Which lines below contain the string "pole"? List each one in full, matching case exactly.

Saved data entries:

------------------------------------------------------------

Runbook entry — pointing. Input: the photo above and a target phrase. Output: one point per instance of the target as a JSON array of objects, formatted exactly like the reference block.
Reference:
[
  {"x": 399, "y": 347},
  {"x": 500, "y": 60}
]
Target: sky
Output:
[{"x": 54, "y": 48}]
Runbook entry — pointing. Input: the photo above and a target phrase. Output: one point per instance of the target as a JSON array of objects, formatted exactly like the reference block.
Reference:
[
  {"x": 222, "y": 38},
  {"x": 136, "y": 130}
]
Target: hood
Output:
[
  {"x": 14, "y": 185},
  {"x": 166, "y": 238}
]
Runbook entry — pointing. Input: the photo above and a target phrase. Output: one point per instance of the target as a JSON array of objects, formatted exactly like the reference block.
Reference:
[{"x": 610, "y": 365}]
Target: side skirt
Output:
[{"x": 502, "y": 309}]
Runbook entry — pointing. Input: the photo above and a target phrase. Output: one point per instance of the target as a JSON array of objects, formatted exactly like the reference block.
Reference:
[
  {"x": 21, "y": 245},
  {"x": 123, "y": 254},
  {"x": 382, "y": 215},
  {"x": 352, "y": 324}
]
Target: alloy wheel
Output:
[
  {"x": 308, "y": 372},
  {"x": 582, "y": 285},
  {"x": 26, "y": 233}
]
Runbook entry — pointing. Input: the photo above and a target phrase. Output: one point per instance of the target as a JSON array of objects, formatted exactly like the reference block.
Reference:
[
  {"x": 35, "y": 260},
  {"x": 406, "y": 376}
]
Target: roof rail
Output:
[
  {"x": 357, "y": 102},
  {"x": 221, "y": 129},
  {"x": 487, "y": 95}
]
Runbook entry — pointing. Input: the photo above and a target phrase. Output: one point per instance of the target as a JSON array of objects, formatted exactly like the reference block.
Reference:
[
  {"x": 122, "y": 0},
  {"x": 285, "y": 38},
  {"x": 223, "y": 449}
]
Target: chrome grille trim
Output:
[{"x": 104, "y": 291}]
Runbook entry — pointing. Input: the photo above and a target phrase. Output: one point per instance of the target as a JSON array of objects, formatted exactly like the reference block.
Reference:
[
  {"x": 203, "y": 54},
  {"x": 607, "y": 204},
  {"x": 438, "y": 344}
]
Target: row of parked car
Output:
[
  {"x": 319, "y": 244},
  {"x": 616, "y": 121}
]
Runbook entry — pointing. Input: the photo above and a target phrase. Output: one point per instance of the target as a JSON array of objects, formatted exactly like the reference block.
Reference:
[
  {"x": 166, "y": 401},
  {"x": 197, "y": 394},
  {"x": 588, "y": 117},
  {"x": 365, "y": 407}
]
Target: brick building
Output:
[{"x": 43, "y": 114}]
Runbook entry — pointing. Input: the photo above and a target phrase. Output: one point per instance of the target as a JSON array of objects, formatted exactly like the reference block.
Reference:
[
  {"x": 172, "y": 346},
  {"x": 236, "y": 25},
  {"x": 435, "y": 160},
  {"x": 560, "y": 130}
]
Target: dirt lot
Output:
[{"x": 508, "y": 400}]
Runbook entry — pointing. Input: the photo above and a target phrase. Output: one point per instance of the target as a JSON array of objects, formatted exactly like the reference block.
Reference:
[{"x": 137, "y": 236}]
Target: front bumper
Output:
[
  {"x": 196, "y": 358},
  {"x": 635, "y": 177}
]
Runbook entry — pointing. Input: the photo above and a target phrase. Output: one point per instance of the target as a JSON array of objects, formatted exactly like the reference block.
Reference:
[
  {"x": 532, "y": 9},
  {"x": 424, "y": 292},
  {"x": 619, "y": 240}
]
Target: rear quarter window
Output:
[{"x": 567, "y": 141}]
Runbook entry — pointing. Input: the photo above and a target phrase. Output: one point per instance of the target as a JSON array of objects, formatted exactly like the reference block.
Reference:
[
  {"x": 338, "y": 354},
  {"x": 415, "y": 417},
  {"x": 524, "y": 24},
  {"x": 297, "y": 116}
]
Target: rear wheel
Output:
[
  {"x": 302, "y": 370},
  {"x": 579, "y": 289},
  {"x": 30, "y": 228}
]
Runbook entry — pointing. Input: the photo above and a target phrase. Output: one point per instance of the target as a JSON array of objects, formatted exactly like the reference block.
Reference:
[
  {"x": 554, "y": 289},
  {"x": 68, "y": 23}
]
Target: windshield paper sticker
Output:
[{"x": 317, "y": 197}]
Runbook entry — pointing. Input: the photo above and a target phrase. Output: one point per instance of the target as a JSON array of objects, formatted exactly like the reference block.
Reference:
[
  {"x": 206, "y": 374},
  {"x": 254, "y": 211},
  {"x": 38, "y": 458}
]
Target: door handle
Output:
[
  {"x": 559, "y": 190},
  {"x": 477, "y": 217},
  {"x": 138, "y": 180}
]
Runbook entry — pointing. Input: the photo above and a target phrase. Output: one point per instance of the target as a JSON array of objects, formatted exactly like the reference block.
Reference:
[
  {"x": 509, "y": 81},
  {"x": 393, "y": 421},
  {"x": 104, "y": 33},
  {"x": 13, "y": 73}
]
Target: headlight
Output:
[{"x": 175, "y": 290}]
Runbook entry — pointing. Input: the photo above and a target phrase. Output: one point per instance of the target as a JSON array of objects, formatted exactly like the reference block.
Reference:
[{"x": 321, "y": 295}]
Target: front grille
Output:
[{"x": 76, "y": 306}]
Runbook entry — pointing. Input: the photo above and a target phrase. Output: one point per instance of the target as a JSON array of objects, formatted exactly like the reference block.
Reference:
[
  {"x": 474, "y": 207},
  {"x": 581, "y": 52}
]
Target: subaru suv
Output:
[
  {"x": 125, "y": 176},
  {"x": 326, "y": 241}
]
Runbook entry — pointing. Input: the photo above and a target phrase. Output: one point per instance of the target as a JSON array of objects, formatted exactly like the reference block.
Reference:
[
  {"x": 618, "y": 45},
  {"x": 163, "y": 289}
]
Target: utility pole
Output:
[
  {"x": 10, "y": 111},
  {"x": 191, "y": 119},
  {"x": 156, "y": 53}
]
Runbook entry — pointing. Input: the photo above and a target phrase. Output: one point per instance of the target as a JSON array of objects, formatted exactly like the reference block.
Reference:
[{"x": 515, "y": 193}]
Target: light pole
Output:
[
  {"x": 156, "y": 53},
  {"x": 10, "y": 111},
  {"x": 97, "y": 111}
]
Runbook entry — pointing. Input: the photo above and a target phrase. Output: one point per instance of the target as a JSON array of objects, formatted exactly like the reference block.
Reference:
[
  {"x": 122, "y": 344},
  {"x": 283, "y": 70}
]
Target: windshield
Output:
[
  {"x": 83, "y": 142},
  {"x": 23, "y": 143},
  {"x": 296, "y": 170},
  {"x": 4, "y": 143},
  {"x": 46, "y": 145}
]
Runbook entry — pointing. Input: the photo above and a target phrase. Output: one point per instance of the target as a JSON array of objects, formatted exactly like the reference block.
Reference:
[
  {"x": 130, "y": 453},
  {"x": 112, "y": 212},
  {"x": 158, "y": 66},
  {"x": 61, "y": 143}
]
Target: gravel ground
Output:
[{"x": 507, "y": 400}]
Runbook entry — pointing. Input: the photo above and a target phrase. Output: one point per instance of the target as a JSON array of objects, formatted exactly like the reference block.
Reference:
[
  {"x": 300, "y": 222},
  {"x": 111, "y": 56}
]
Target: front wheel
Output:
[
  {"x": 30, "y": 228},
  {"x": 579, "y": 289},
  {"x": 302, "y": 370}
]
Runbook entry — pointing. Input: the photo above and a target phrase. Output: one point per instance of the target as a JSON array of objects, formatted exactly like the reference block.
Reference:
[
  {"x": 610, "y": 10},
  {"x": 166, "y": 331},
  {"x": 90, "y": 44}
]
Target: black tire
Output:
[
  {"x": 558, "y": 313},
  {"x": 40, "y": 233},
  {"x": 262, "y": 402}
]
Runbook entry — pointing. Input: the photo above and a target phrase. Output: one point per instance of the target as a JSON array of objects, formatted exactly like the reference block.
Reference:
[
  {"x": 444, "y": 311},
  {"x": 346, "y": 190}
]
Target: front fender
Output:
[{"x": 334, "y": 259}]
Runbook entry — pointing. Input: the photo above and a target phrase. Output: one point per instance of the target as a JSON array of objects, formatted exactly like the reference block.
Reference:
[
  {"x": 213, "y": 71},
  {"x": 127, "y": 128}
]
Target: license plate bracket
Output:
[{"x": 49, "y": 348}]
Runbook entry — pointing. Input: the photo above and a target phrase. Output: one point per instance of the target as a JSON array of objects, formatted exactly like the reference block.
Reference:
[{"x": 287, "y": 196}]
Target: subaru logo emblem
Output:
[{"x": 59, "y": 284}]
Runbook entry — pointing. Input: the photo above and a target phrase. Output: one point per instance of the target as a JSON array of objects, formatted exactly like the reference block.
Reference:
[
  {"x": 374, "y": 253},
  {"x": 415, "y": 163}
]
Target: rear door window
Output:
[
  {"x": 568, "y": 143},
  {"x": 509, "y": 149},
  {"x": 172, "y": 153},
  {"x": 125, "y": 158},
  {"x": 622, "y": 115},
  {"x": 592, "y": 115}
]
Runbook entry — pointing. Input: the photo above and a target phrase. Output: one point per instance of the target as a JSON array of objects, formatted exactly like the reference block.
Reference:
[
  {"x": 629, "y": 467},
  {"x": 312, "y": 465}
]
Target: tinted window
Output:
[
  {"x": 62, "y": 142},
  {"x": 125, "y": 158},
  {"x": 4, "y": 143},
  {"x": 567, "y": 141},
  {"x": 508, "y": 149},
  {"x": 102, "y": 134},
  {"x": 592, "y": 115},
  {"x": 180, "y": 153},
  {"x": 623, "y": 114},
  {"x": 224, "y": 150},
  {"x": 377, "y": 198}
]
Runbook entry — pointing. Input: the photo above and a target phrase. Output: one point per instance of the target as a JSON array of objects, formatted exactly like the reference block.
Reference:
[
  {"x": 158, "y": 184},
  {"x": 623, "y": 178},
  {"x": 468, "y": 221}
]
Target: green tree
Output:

------------------------------------------------------------

Written response:
Target: utility pole
Target: light pole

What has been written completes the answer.